■ Extract to read

The black eyed pea is a legume, a subspecies of the cowpea.   The common commercial variety is called the California Black eye.  It is pale colored with a prominent black spot.  Actually the spot may be black, brown, red, pink, or green.  All the peas are green when freshly shelled and brown or buff when dried. 

History:

The first domestication probably occurred in West Africa, but the black-eyed pea is widely grown in many countries in Asia.  The black-eyed pea was introduced into the Southern U.S. as early as the 17th century in Virginia.  Most of the black-eyed peas cultivation in the region, however, took firmer hold in Florida and the Carolina's during the 18th century reaching Virginia in full force following the American Revolution.  The black-eyed pea eventually became popular in Texas.  Throughout the south the black-eyed pea  is a widely used ingredient in soul food.

My Story:

Growing up in the north I was not exposed to black-eyed peas when I was young.  It wasn't until I got to the south that I was first exposed to them.  Black-eyed peas are one of the few foods that I tend to avoid.  To me the taste is not pleasant and rather bitter.  Of course properly prepare anything can taste good.  In the produce department we would have fresh black-eyed peas around New Year.  Most of the time black-eyed peas were sold canned of dried in packages with other dried  beans in the grocery aisles.


Black-eyed Peas and New Year:

In the Southern U.S. eating black-eyed peas on New Year's day is thought to bring prosperity in the new year.  The peas are typically cooked with a pork product (such as bacon, ham bones fatback, or hog jowls), diced onions, and served with a hot chili sauce, or pepper flavored vinegar.  The traditional meal also includes collard, turnip, or mustard greens, and ham.  
The peas, since they swell when cooked symbolize prosperity; the greens symbolize money; and the pork , because pigs root forward when foraging represent positive motion.  Cornbread also often accompanies the meal.  The cornbread represents gold.

Nutrition:

Black-eyed peas contain calcium, folate, protein, fiber and vitamin A.  They are high in fiber, protein, iron, and potassium.  They are rich in zinc and a good source of manganese.


Health Benefits:

Fiber:  A half cup of dried cooked Black-eyed peas contains 5.6 g fiber  (canned 4g)  Fiber helps regulate you digestive system and increasing your intake could help alleviate constipation and symptoms of irritable bowel.  Fiber helps keep cholesterol levels healthy by preventing cholesterol from being absorbed.  Fiber will also help you keep feeling full.

Potassium:  A half cup dried and cooked contains 239 mg of potassium (206 mg for canned) .  Potassium helps lower risk of heart disease and supports the health of your muscles and bones.

Low in fat and calories:  A half cup contains about 1 g of fat and 100 calorie.

Protein:  A half cup of dry and cooked contains 6.7 g of protein (canned gives 5.7g)

■ Supplied material
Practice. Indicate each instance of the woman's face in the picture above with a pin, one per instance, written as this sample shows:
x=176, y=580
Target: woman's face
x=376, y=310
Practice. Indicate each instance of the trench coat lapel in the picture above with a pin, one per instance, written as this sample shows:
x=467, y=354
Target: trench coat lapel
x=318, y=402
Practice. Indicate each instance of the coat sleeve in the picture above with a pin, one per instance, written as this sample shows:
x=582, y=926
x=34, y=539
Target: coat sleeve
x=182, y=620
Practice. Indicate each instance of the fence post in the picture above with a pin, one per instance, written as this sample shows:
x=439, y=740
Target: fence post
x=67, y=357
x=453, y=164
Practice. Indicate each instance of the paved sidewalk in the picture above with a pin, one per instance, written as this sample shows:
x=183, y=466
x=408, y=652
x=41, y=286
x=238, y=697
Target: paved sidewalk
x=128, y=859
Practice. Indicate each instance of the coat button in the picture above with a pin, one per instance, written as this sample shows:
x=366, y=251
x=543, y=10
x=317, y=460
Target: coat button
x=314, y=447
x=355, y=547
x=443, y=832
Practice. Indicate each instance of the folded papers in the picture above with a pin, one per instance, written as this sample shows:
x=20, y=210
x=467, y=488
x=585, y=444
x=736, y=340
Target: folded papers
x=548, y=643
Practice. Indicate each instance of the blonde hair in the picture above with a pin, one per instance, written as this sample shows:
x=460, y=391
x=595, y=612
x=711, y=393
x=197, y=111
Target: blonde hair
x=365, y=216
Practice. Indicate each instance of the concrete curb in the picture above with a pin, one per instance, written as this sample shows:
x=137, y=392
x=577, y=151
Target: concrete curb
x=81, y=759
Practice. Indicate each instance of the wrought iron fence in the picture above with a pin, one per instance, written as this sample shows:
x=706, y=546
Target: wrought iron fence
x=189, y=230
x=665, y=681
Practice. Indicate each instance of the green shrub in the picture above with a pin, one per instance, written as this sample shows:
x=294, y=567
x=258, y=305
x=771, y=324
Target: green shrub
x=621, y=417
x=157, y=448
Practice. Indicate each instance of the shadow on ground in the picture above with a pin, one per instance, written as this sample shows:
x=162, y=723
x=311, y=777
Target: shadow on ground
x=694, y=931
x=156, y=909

■ How to complete this task
From the text on black-eyed peas, extract word for word the stretch from "Potassium:  A half" through "muscles and bones.".

■ Solution to this exercise
Potassium:  A half cup dried and cooked contains 239 mg of potassium (206 mg for canned) .  Potassium helps lower risk of heart disease and supports the health of your muscles and bones.